#### Information
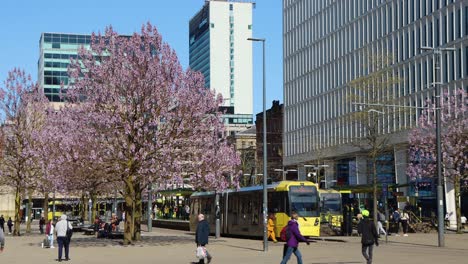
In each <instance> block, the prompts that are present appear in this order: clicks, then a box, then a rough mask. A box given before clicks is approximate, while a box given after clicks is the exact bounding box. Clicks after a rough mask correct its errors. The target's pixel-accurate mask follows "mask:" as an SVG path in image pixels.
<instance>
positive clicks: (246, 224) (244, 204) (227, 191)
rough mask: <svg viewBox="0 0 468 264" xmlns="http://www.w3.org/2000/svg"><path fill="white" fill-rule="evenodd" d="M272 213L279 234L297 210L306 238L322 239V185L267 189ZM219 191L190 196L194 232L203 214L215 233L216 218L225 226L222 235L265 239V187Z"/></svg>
mask: <svg viewBox="0 0 468 264" xmlns="http://www.w3.org/2000/svg"><path fill="white" fill-rule="evenodd" d="M267 189H268V212H269V213H270V214H274V216H275V234H276V236H279V235H280V232H281V229H282V228H283V227H284V226H285V225H287V223H288V221H289V220H290V216H291V212H293V211H295V212H297V213H298V214H299V216H300V218H299V220H298V222H299V229H300V231H301V233H302V235H303V236H307V237H312V236H316V237H317V236H320V207H319V193H318V186H317V185H316V184H315V183H312V182H308V181H281V182H277V183H272V184H270V185H268V186H267ZM218 195H219V205H216V193H215V192H195V193H193V194H192V195H191V197H190V204H191V206H190V208H191V212H190V213H191V216H190V231H193V232H194V231H195V230H196V226H197V215H198V214H200V213H202V214H204V215H205V218H206V220H207V221H208V223H209V224H210V230H211V232H212V233H214V232H215V225H216V217H219V219H220V223H221V230H220V231H221V234H222V235H234V236H248V237H261V236H263V213H262V206H263V202H262V201H263V186H261V185H259V186H252V187H245V188H240V189H239V190H227V191H224V192H222V193H218Z"/></svg>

#### Task brief
Begin with the line holding "positive clicks: (246, 224)" and end with the last line of the material. Write out those lines exactly, and only those.

#### Solution for this problem
positive clicks: (246, 224) (244, 204) (227, 191)
rough mask: <svg viewBox="0 0 468 264" xmlns="http://www.w3.org/2000/svg"><path fill="white" fill-rule="evenodd" d="M272 213L279 234L297 210L306 238L322 239V185L267 189ZM219 191L190 196L194 232L203 214L215 233L216 218L225 226L222 235L265 239V187Z"/></svg>
mask: <svg viewBox="0 0 468 264" xmlns="http://www.w3.org/2000/svg"><path fill="white" fill-rule="evenodd" d="M267 189H268V212H269V213H270V214H274V216H275V234H276V236H279V235H280V232H281V229H282V228H283V227H284V226H285V225H287V223H288V221H289V220H290V216H291V212H293V211H295V212H297V213H298V214H299V216H300V218H299V220H298V222H299V229H300V231H301V233H302V235H303V236H307V237H312V236H316V237H317V236H320V207H319V193H318V186H317V185H316V184H315V183H312V182H308V181H281V182H277V183H272V184H270V185H268V186H267ZM218 195H219V205H216V193H215V192H195V193H193V194H192V195H191V197H190V204H191V206H190V208H191V212H190V213H191V216H190V231H193V232H194V231H195V230H196V226H197V215H198V214H200V213H202V214H204V215H205V218H206V220H207V221H208V223H209V224H210V230H211V232H212V233H214V232H215V225H216V217H219V219H220V223H221V230H220V231H221V234H222V235H234V236H248V237H261V236H263V213H262V206H263V202H262V201H263V186H261V185H259V186H252V187H245V188H240V189H239V190H227V191H224V192H222V193H218Z"/></svg>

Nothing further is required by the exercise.